#### EXTRACT TO READ:
Start of Block

Sunday, April 02, 2023

Passing Obamacare in NC: A Republican Bug Zapper

 

People treated Republican leaders in the state's General Assembly like Moses down from the Mount when they finally agreed to pass Medicaid expansion to cover an additional 600,000 citizens who haven't had health insurance. The governor signed that law, and front pages everywhere celebrated with photos and headlines, and many people who don't actually read newspaper articles, or don't read to the end, thought the people had won one. Done. Delivered.

But hold on there. The Republicans had not suddenly gone soft on poor people. They were simply coiling themselves into a tighter fist, because they tied the implementation of their Medicaid expansion to the passage of the state's $30 billion budget. Their plan all along was to force Governor Cooper to accept a budget full of pain and grief for progressives, using the lives of 600,000 poor people as their pawns. So cool. So totally Phil Berger.

The state House of Reps published their proposed budget last week and plans to pass it this coming week. Some Democrats will help them, more's the pity. Then it will be the Senate's turn to fiddle with the House's brave new world, stuff such as this (indebted to WRAL's Travis Fain and Will Doran and to Jane Porter at IndyWeek):

** The initial budget draft includes language banning pro-environmental policies.

End of Block

#### WHAT YOU HAVE TO DO:
Please list every journalist the post on Medicaid expansion credits as a source for its budget details.

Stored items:
Start of Block

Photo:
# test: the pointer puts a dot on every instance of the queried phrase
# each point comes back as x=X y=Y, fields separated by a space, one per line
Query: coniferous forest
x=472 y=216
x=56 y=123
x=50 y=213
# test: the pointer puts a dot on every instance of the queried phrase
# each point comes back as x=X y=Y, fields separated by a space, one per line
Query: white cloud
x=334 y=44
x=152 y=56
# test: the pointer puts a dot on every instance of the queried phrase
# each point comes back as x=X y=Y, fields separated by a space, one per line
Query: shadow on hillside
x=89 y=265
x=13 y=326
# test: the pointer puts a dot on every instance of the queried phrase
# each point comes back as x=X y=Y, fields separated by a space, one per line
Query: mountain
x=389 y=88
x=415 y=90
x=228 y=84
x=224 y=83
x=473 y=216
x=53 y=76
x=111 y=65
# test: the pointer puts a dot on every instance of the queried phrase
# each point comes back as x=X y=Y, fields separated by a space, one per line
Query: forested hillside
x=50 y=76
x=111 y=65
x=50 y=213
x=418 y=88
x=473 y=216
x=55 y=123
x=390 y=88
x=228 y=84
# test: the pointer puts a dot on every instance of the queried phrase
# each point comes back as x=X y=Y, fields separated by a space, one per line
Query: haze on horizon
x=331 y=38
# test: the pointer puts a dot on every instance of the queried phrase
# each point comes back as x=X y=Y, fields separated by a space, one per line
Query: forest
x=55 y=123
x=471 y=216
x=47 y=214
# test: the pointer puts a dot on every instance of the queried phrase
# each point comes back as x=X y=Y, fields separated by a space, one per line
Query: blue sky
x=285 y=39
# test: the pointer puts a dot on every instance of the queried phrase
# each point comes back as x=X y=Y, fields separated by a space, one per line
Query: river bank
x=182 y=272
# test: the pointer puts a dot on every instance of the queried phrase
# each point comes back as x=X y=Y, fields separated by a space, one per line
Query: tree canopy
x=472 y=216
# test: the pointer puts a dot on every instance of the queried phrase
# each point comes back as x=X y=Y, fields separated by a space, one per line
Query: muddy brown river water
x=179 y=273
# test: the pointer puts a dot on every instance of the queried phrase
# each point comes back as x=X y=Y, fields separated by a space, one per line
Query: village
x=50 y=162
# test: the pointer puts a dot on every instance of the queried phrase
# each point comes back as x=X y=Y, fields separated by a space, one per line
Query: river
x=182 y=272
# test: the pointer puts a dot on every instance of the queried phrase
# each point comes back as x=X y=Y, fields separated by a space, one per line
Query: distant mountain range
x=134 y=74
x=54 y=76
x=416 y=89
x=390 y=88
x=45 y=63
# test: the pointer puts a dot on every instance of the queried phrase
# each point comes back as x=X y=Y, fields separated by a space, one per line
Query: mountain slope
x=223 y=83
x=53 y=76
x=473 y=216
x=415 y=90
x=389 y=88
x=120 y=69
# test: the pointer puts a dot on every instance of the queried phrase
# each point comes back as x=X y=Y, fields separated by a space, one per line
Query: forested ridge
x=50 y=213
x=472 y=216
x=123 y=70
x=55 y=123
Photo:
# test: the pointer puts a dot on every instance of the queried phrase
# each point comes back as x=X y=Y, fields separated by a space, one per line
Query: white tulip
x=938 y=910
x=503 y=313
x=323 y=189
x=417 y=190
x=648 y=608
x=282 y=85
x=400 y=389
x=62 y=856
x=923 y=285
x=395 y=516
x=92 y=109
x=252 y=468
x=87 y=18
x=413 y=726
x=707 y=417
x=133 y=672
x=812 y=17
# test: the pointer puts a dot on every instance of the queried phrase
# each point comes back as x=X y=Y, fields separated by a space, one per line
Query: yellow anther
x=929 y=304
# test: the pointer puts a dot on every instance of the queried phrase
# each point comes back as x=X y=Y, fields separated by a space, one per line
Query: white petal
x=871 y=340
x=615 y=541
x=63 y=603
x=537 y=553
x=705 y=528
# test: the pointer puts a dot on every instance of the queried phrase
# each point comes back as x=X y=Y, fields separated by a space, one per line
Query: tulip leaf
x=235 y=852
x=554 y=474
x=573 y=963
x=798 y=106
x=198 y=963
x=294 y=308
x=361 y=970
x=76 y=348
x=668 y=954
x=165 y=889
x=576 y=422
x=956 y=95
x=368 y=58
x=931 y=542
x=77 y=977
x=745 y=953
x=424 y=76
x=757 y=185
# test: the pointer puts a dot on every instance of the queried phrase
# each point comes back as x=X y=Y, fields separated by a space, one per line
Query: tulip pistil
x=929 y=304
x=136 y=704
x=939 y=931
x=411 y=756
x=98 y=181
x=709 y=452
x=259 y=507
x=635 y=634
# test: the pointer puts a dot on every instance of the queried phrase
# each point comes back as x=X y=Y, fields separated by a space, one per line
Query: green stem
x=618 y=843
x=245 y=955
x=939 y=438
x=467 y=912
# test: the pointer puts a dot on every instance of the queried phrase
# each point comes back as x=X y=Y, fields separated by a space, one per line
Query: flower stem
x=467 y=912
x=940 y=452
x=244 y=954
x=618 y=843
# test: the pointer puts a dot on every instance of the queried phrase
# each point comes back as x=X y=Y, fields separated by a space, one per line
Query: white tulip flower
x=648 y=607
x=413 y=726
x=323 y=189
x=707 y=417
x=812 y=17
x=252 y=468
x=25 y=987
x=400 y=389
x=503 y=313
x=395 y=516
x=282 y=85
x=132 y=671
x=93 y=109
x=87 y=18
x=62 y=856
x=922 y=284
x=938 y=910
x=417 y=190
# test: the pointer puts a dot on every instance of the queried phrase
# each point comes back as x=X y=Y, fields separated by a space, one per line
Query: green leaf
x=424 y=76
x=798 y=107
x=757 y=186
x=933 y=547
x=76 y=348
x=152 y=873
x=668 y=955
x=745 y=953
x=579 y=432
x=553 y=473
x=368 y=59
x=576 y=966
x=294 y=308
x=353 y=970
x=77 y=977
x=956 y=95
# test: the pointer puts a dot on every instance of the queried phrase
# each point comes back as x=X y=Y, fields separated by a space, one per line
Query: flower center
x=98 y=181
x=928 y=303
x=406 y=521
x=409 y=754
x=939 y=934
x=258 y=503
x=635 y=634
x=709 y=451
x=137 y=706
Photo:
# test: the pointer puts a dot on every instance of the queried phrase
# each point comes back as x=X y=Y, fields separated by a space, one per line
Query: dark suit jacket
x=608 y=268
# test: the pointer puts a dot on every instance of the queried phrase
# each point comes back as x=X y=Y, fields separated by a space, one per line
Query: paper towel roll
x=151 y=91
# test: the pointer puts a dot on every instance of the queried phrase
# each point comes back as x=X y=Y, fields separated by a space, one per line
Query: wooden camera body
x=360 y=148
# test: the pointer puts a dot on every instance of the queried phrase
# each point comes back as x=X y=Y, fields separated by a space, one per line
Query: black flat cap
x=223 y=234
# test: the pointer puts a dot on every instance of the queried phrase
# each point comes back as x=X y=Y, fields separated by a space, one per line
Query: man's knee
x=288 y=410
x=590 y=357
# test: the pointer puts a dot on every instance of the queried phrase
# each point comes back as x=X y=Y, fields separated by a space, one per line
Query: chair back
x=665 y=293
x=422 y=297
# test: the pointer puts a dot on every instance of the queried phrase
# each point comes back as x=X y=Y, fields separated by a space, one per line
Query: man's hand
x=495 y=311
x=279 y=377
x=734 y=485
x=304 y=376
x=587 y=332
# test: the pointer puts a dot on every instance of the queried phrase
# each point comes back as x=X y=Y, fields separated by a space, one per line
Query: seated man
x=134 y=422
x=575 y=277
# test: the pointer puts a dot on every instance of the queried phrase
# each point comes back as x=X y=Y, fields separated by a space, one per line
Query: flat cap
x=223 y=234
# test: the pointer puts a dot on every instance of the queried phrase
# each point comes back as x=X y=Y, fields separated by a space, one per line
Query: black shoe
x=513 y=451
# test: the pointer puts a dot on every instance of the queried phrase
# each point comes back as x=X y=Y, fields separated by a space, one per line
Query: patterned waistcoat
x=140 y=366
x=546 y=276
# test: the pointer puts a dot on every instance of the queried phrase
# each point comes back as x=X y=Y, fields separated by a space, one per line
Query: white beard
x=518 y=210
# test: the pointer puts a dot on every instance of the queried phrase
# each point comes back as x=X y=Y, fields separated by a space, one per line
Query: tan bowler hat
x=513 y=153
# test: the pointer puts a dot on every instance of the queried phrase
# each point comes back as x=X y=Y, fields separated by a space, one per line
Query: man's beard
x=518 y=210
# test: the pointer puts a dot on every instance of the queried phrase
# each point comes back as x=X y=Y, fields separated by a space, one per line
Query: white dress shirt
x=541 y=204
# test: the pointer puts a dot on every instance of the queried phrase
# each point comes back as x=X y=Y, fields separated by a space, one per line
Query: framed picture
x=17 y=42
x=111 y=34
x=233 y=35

End of Block

#### FINISHED TASK:
Travis Fain, Will Doran and Jane Porter.